## Tasks to perform
1 - Give the author and timestamp of every comment posted in the Longhorn issue thread, in the order they appear.
2 - Carry on the Longhorn issue thread, starting right after its final sentence.

## Article
Longhorn version: master-head
Installation method (e.g. Rancher Catalog App/Helm/Kubectl): kubectl
Kubernetes distro (e.g. RKE/K3s/EKS/OpenShift) and version: v1.28.2+k3s1
Volume names: vol1

Additional context

Can reproduce on v1.5.x-head

The text was updated successfully, but these errors were encountered:

innobead · 2023-10-31T11:06:25Z

@chriscchien Is this a regression from 1.5.1/1.4.3? or an existing issue?

innobead · 2023-10-31T11:46:55Z

@PhanLe1010 Please help check this.

chriscchien · 2023-10-31T12:30:47Z

@chriscchien Is this a regression from 1.5.1/1.4.3? or an existing issue?

It's a regression, we had a manual test case include this scenario.

PhanLe1010 · 2023-10-31T22:57:58Z

Looks like this is not a regression as I am able to reproduce it in v1.4.3 by:

Deploy Longhorn v1.4.3
Deploy previous version of engine image (For example longhornio/longhorn-engine:v1.4.2)
Create a volume and change the engine image to previous one, attach it to a node.
Upgrade engine image to longhornio/longhorn-engine:v1.4.3
Immediately delete any replica with previous version of engine image (longhornio/longhorn-engine:v1.4.2)
The volume kept in degrade state and upgrading state forever

In the current implementation, we don't continue the live engine upgrade when the volume is unhealthy (degraded) https://github.com/longhorn/longhorn-manager/blob/b810121b33789d145f220bfd0e41102a7801a354/controller/volume_controller.go#L2735C1-L2739C1. User would need to detach/reattach the volume to get out of this situation.

Maybe we can keep this ticket to see if we can make improvement but I think this one is not a regression/release blocker

PhanLe1010 · 2023-10-31T23:52:30Z

Regarding to the error:

[longhorn-manager-fxtsp] time="2023-10-31T23:25:30Z" level=error msg="Failed to run engine live upgrade" func="controller.(*EngineController).syncEngine" file="engine_controller.go:323" controller=longhorn-engine engine=testvol-e-0 error="failed to live upgrade image for testvol-e-0: proxyServer=10.42.251.72:8501 destination=10.42.251.72:10010: failed to get server version: rpc error: code = Unknown desc = failed to get version detail: rpc error: code = Unavailable desc = connection error: desc = \"transport: Error while dialing: dial tcp 10.42.251.72:10010: connect: connection refused\"" node=phan-v500-pool2-d3e1c5d8-9qxsq

After instance-manager successfully replaced the engine process on old port with new port, looks like the engine controller was trying to resync the engine CR and retry the upgrade again but it wasn't aware that the engine already moved to a new port (the port 10021 in my case). So the retry failed. After some time, the engine monitor updates the port to the new port so the engine controller eventually realizes that it already successfully upgraded the engine.

## Stored data
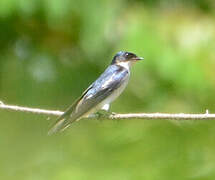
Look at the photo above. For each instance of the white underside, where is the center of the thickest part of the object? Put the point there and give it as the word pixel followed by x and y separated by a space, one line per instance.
pixel 105 104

## Outputs for the tasks
1 -
- innobead, 2023-10-31T11:06:25Z
- innobead, 2023-10-31T11:46:55Z
- chriscchien, 2023-10-31T12:30:47Z
- PhanLe1010, 2023-10-31T22:57:58Z
- PhanLe1010, 2023-10-31T23:52:30Z

2 -
[longhorn-manager-fxtsp] time="2023-10-31T23:25:30Z" level=info msg="The existing engine instance already has the new engine image longhornio/longhorn-engine:master-head" func="controller.(*EngineController).UpgradeEngineInstance" file="engine_controller.go:2025" controller=longhorn-engine engine=testvol-e-0 node=phan-v500-pool2-d3e1c5d8-9qxsq

PhanLe1010 · 2023-12-14T22:37:34Z

Test plan:

Deploy Longhorn master-head
Deploy the previous version of the engine image (For example longhornio/longhorn-engine:v1.5.3)
Create a 5GB volume, change the engine image to previous one, attach it to a node.
Write 1GB of random data to the volume and compute the checksum of the data
Upgrade engine image to longhornio/longhorn-engine:master-head
Immediately delete any replica with the previous version of engine image (longhornio/longhorn-engine:v1.5.3)
The volume should eventually finish the live upgrade
Verify the checksum of the data
Repeated the test 5 times

longhorn-io-github-bot · 2023-12-14T22:37:54Z

Pre Ready-For-Testing Checklist

PhanLe1010 · 2023-12-14T22:50:14Z

Recommending to backport to v1.5.4.
I am not sure if backporting to 1.4.5 is needed, @innobead ?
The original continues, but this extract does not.